* Set problem *
Reproduce every one of the following records verbatim, with no alteration of any kind.

##### Records shown #####

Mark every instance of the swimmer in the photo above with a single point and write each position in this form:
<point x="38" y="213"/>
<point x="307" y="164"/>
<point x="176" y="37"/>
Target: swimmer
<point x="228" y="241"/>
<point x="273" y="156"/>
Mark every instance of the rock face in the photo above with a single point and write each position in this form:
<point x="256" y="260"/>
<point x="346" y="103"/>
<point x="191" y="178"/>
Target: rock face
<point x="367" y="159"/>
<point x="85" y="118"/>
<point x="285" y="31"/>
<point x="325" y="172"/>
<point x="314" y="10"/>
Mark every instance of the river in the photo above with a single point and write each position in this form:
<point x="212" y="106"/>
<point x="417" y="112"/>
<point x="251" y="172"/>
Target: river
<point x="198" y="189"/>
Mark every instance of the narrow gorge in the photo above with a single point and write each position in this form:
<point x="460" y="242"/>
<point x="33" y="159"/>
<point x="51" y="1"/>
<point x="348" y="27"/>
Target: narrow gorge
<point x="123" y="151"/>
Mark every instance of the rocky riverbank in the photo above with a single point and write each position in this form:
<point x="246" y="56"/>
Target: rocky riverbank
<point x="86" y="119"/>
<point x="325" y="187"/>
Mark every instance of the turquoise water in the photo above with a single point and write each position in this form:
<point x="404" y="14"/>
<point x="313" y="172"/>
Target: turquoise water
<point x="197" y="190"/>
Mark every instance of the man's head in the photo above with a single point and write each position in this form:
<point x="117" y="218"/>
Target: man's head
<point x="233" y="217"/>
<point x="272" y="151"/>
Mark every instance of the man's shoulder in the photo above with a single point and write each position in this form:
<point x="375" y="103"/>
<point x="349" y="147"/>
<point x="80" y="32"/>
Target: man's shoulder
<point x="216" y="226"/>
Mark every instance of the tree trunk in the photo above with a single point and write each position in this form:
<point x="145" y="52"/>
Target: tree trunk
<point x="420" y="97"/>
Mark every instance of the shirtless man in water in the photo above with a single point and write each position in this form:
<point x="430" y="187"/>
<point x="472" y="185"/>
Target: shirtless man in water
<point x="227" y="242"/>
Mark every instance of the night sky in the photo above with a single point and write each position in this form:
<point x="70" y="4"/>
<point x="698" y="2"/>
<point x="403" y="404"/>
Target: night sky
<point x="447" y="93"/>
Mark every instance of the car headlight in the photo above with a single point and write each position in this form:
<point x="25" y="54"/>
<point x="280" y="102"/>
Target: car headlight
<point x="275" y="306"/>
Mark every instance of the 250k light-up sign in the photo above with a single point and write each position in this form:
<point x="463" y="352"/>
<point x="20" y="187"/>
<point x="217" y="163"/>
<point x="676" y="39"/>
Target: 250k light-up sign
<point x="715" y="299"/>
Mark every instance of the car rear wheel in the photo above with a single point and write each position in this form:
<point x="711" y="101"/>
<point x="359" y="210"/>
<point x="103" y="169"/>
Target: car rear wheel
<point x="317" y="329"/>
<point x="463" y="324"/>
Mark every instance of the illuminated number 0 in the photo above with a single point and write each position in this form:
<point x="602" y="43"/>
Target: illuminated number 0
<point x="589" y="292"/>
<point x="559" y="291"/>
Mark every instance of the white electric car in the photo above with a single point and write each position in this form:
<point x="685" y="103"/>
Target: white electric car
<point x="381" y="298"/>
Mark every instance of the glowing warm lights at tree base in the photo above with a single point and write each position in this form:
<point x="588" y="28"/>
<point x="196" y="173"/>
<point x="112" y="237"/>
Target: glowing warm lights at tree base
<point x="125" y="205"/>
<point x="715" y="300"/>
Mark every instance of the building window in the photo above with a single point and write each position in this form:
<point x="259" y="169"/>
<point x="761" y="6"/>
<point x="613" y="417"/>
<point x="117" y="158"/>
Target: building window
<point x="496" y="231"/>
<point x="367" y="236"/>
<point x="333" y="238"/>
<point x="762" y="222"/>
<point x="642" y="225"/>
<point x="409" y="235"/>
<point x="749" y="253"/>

#####

* The result *
Mark every instance of the swimmer in the photo above with a single point and write each position in this form:
<point x="38" y="213"/>
<point x="307" y="164"/>
<point x="176" y="37"/>
Target: swimmer
<point x="228" y="241"/>
<point x="273" y="156"/>
Mark every instance of the rock face in the photo above with a single point and write each position in this form:
<point x="256" y="260"/>
<point x="346" y="103"/>
<point x="191" y="178"/>
Target: rock face
<point x="367" y="159"/>
<point x="85" y="118"/>
<point x="285" y="31"/>
<point x="325" y="172"/>
<point x="314" y="10"/>
Mark every instance of the river in the photo above with a single point and write each position in this form:
<point x="212" y="106"/>
<point x="417" y="112"/>
<point x="251" y="172"/>
Target: river
<point x="198" y="189"/>
Mark every instance of the narrow gorge in the photo above with a single point and write each position in this form:
<point x="460" y="242"/>
<point x="33" y="159"/>
<point x="51" y="1"/>
<point x="348" y="27"/>
Target: narrow gorge
<point x="123" y="151"/>
Mark every instance of the rocky riverbank in the photo above with a single point and write each position in this form:
<point x="246" y="56"/>
Target: rocky riverbank
<point x="86" y="119"/>
<point x="325" y="187"/>
Mark every instance of the turquoise water in the photo above with a single point and write each position in this form:
<point x="404" y="14"/>
<point x="313" y="172"/>
Target: turquoise water
<point x="197" y="190"/>
Mark every instance of the man's head in the photo above with a single point and write each position in this form:
<point x="117" y="218"/>
Target: man's head
<point x="233" y="217"/>
<point x="272" y="151"/>
Mark every instance of the man's shoulder in the photo above with a single point and write each position in this form:
<point x="375" y="103"/>
<point x="349" y="147"/>
<point x="80" y="32"/>
Target: man's shoulder
<point x="216" y="226"/>
Mark every instance of the tree trunk in the photo above with a single point and write each position in this form:
<point x="145" y="52"/>
Target: tree trunk
<point x="420" y="97"/>
Mark every instance of the shirtless man in water in the photo above with a single point and write each position in this form:
<point x="430" y="187"/>
<point x="472" y="185"/>
Target: shirtless man in water
<point x="227" y="242"/>
Mark every instance of the night sky in the photo above with a single point and write each position in this form:
<point x="70" y="4"/>
<point x="698" y="2"/>
<point x="403" y="404"/>
Target: night sky
<point x="447" y="93"/>
Mark every instance of the car headlight in the photo above with a single point and write each position in this form:
<point x="25" y="54"/>
<point x="280" y="102"/>
Target: car headlight
<point x="275" y="306"/>
Mark every instance of the 250k light-up sign in the photo above with a single point and write each position in this form:
<point x="463" y="352"/>
<point x="20" y="187"/>
<point x="217" y="163"/>
<point x="676" y="39"/>
Target: 250k light-up sign
<point x="715" y="299"/>
Mark every instance of the car rear wheel in the photo above with a single point and write each position in this form:
<point x="711" y="101"/>
<point x="359" y="210"/>
<point x="103" y="169"/>
Target: car rear wheel
<point x="317" y="329"/>
<point x="463" y="324"/>
Mark every instance of the illuminated number 0 in the photo above with a single point and write each position in this form:
<point x="602" y="43"/>
Target: illuminated number 0
<point x="589" y="292"/>
<point x="559" y="291"/>
Mark every instance of the white electric car in the photo above with a single point and write each position in this form:
<point x="685" y="103"/>
Target: white electric car
<point x="381" y="298"/>
Mark every instance of the glowing warm lights at tree base in the photo above with a single point and write each position in this form:
<point x="588" y="28"/>
<point x="196" y="173"/>
<point x="112" y="237"/>
Target: glowing warm lights at tree base
<point x="125" y="205"/>
<point x="715" y="300"/>
Mark every instance of the building window in the photo above with a single point and write each position in this form:
<point x="259" y="169"/>
<point x="761" y="6"/>
<point x="613" y="417"/>
<point x="117" y="158"/>
Target: building window
<point x="496" y="231"/>
<point x="367" y="236"/>
<point x="333" y="238"/>
<point x="762" y="222"/>
<point x="642" y="225"/>
<point x="409" y="235"/>
<point x="749" y="253"/>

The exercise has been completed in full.